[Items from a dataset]
-- Opening Marker --
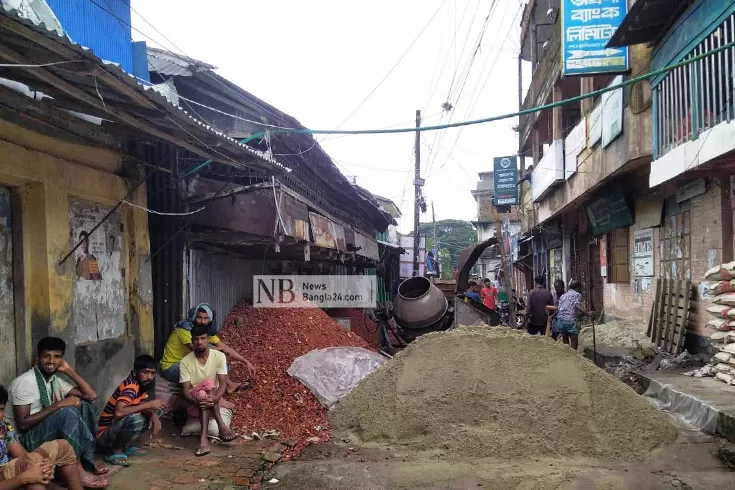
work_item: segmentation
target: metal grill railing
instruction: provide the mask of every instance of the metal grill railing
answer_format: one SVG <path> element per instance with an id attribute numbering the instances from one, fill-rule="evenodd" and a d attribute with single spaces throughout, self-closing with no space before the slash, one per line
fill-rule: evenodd
<path id="1" fill-rule="evenodd" d="M 691 59 L 735 41 L 735 14 L 695 47 Z M 654 88 L 654 157 L 735 117 L 733 109 L 735 48 L 681 66 Z"/>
-- Closing Marker --
■ **EXERCISE DETAILS**
Lines above that have "grill": copy each of them.

■ **RESPONSE TO THIS EXERCISE**
target: metal grill railing
instruction: provide the mask of every instance of the metal grill railing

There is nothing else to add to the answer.